▶ _Instructions for the task_
Swap "Practice step" for "Drill step" everywhere it appears in the material below, and leave every other word unchanged.

(Stored records)
———

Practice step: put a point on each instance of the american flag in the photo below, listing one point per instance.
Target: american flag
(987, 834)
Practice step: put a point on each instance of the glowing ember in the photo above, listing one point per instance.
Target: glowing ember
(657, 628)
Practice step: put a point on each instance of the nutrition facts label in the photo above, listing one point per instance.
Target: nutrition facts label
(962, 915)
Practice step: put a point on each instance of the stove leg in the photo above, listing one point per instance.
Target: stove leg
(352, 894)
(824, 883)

———

▶ _Exercise answer_
Drill step: put a point on each instance of the american flag in the photo below, listing one point per instance.
Target: american flag
(987, 834)
Drill step: put a point on each instance of the glowing ember in the photo above, listing one point per instance.
Target: glowing ember
(657, 628)
Drill step: put a point on each instance of the nutrition facts label in the photo above, listing one point per instance.
Target: nutrition facts label
(962, 915)
Drill step: put a point on each instance of the stove leg in the photo above, listing one point per instance.
Target: stove leg
(352, 894)
(824, 883)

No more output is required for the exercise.